Data provided:
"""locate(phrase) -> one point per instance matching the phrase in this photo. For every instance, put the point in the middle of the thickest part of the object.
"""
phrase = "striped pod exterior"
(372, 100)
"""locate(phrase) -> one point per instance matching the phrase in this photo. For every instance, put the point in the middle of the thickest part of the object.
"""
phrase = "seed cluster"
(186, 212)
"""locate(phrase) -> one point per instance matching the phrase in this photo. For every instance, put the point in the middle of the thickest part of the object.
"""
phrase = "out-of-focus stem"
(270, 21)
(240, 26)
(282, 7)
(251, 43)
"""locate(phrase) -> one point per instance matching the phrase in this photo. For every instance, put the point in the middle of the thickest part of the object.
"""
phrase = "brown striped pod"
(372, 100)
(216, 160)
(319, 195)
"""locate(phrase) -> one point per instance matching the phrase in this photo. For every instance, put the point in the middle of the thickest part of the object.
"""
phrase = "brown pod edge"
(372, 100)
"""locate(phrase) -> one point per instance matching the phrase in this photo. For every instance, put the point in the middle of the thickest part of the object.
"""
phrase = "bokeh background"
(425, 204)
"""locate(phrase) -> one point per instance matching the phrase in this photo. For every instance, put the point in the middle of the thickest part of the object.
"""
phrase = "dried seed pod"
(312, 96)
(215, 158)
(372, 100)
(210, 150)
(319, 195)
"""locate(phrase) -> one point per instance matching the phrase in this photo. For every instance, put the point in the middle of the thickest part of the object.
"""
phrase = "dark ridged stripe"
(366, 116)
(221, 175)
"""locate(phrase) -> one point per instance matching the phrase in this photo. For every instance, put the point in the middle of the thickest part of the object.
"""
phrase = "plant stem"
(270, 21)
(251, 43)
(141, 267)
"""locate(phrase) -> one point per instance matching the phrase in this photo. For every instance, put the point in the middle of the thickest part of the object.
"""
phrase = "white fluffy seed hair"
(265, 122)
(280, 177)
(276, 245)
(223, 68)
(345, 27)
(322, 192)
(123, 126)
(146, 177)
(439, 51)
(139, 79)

What to do:
Filter the data above, copying out each line that contains the word "brown".

Written solution:
phrase = "brown striped pod"
phrase = "brown pod edge"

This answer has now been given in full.